# DATA ROWS

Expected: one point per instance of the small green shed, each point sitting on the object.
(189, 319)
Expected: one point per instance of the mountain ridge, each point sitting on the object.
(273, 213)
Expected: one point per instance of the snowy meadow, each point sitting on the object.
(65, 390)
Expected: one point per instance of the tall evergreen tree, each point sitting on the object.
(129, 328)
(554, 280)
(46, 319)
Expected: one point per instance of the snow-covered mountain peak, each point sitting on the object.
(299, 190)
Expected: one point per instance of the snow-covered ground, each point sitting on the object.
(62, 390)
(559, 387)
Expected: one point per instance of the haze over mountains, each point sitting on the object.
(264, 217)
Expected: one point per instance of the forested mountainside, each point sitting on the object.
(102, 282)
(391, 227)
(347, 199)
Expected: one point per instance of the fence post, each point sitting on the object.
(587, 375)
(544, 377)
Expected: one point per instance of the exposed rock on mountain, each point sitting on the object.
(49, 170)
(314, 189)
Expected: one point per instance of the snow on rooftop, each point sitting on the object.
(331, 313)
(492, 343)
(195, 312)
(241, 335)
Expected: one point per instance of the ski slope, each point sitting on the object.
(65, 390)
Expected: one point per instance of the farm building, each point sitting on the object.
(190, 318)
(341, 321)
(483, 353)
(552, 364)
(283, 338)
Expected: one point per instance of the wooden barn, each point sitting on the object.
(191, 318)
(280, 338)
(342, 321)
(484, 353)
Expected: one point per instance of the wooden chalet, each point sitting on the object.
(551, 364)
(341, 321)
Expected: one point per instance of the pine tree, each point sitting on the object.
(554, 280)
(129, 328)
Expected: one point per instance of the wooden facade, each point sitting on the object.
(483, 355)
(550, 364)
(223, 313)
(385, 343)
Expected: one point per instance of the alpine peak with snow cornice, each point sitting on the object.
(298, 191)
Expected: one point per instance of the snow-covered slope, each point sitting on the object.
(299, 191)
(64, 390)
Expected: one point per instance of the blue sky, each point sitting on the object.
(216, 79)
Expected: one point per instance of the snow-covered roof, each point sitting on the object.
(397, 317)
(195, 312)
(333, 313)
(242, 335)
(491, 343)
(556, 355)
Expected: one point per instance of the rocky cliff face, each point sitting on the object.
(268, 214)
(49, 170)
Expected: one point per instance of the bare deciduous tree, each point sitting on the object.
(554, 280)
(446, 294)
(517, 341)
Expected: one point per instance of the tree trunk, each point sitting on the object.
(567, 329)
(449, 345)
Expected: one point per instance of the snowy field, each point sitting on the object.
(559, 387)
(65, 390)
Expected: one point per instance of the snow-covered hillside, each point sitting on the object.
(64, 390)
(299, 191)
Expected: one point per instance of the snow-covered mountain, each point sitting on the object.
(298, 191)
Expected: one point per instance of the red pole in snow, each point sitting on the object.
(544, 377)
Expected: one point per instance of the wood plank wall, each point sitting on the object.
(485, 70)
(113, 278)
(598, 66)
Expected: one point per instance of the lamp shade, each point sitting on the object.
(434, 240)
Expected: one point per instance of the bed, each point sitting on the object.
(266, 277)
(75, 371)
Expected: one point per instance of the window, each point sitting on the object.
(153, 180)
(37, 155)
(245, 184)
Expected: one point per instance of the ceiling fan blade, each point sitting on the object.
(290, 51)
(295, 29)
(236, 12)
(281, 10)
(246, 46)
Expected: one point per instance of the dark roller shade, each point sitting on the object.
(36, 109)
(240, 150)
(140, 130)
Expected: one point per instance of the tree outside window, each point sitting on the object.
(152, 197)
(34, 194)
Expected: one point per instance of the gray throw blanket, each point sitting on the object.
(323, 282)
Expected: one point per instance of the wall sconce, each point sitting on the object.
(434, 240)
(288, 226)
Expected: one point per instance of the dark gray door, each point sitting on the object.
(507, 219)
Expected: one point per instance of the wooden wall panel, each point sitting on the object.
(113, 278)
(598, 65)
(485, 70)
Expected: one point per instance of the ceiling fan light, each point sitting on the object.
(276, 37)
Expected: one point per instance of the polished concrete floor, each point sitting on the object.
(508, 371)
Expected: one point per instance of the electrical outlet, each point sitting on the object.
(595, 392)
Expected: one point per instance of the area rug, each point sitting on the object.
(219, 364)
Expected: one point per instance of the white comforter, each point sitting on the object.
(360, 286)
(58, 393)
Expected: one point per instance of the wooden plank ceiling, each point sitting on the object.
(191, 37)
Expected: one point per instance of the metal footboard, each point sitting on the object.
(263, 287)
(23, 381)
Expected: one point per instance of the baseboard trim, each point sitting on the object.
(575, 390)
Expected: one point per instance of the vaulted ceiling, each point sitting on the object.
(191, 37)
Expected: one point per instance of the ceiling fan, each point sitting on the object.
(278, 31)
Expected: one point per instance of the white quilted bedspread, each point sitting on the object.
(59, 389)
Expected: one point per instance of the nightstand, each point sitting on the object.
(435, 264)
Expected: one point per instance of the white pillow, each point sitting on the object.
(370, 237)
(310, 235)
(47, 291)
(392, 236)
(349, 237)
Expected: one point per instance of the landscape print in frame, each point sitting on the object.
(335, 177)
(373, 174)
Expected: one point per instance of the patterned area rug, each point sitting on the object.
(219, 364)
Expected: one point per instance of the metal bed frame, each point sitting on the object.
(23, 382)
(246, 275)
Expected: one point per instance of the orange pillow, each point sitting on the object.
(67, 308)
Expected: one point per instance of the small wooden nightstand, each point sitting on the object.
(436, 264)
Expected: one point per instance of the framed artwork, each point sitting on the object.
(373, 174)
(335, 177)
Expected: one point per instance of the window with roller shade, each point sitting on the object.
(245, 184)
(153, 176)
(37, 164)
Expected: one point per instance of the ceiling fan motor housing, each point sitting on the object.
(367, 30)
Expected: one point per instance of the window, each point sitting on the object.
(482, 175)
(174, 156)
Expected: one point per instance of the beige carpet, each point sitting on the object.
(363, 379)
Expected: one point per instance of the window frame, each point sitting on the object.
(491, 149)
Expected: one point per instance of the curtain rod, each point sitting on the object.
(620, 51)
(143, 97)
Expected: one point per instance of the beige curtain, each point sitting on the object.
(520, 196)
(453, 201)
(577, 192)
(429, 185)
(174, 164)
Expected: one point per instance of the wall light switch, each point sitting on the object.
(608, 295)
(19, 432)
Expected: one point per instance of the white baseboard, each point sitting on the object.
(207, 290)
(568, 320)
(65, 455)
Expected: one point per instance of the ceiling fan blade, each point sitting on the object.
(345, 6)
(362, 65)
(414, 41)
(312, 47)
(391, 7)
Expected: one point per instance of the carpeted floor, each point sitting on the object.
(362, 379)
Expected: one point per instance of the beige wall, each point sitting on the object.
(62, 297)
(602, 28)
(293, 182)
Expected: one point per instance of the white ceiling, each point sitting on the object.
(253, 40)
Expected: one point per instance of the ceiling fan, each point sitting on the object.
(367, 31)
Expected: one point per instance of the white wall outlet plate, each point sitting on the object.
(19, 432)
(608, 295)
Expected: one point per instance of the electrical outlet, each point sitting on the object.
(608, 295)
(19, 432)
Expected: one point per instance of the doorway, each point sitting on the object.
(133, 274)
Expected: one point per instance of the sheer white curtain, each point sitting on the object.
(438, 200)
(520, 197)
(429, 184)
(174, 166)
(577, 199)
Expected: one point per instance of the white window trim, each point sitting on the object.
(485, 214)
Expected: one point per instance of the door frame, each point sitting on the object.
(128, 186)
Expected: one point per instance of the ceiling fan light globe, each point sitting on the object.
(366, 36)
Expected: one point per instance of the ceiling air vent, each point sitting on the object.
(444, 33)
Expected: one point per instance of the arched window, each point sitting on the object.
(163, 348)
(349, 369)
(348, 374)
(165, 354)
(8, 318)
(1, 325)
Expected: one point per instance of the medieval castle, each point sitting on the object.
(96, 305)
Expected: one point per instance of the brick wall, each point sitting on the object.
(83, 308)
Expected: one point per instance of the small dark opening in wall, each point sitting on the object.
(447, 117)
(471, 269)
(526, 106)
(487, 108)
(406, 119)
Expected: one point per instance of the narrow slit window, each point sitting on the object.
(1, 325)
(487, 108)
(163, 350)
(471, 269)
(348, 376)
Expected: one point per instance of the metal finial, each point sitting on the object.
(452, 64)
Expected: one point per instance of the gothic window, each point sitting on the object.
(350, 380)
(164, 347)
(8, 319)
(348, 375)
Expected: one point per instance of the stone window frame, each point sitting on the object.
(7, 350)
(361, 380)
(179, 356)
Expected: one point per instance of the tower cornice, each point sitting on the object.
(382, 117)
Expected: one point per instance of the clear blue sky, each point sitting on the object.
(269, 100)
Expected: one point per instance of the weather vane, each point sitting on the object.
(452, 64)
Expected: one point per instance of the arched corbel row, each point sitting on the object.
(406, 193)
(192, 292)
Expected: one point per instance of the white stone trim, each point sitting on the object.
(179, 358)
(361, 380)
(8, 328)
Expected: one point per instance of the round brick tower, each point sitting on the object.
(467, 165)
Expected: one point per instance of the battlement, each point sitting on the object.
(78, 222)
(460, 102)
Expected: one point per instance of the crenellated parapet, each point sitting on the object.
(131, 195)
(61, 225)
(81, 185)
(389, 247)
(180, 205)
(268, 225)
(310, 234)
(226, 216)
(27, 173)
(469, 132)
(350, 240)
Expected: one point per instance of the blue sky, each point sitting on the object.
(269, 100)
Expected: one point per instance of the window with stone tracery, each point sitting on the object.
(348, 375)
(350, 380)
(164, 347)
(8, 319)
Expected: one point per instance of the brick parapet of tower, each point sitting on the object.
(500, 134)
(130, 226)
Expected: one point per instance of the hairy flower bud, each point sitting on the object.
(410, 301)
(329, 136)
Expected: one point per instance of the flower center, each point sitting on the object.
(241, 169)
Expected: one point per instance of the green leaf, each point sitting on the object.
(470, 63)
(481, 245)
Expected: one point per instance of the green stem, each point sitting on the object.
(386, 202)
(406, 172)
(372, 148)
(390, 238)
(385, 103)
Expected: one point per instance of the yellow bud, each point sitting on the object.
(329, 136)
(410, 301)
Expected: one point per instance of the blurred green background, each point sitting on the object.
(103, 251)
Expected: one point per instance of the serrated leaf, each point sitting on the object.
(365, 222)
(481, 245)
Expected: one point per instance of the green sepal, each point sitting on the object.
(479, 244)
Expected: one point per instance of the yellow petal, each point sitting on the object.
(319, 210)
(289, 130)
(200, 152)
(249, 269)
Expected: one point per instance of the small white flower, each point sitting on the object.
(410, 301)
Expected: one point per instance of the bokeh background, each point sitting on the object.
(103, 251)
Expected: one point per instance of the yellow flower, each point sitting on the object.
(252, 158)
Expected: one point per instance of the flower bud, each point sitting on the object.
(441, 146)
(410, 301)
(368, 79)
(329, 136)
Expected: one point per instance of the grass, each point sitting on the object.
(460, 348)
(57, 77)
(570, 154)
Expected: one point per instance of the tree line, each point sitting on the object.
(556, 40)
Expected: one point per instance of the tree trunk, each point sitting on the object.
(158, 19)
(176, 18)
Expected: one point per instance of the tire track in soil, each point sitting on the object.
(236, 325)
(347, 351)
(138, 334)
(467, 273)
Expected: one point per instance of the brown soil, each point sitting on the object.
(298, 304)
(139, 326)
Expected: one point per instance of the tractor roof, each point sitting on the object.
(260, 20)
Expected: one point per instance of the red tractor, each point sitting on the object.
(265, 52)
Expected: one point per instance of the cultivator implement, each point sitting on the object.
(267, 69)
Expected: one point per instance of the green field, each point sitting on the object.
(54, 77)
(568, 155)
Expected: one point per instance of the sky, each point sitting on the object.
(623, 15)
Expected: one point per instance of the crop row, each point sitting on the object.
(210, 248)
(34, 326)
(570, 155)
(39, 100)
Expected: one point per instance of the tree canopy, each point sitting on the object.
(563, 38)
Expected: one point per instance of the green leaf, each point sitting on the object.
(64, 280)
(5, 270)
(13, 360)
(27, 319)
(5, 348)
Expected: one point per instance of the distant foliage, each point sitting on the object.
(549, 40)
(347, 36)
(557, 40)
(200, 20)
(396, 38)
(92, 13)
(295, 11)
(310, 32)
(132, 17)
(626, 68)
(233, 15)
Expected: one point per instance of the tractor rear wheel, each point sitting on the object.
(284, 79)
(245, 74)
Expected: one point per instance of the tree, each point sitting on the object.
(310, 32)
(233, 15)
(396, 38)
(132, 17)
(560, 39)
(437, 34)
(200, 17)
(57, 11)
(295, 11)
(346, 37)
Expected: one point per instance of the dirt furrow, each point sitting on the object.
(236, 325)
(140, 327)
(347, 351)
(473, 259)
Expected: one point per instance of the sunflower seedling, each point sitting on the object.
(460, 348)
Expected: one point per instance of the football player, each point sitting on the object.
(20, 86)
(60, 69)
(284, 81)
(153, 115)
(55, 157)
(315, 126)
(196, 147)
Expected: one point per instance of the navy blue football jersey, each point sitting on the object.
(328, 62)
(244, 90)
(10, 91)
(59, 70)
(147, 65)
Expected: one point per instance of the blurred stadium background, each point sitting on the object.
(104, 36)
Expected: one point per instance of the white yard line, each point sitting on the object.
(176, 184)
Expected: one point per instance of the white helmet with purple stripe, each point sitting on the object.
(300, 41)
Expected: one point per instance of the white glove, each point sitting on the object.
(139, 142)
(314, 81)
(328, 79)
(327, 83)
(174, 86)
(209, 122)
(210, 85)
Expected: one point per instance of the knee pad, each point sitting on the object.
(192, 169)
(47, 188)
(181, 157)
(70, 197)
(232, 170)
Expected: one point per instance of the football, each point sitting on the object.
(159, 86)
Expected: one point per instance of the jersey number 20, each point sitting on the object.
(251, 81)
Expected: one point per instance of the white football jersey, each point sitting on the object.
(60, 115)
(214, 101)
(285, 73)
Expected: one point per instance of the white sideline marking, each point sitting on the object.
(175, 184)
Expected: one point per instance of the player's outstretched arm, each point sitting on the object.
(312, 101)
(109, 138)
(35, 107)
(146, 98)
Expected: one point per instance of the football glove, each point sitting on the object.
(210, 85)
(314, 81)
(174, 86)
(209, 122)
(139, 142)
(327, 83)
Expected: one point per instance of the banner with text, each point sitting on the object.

# BRIEF
Find the line with "Expected: one point per instance of the football, each" in the listing above, then write out that line and each remaining line exactly, with no other text.

# RESULT BELOW
Expected: one point per instance of the football, each point sitting on the object.
(159, 86)
Expected: one point per instance of the jersey number 20, each point sitting on the object.
(251, 81)
Expected: one point per instance of the white football jersey, each point sitting on the object.
(60, 115)
(214, 101)
(285, 73)
Expected: one point per instance of the white sideline marking, each point sitting on the object.
(175, 184)
Expected: one point per instance of the player's outstretched arm, each point sitting on the object.
(312, 101)
(109, 138)
(35, 107)
(146, 98)
Expected: one point per instance of the football glove, each point sitting on the object.
(210, 85)
(314, 81)
(174, 86)
(209, 122)
(139, 142)
(327, 83)
Expected: one point per instance of the banner with text, each point sitting on the object.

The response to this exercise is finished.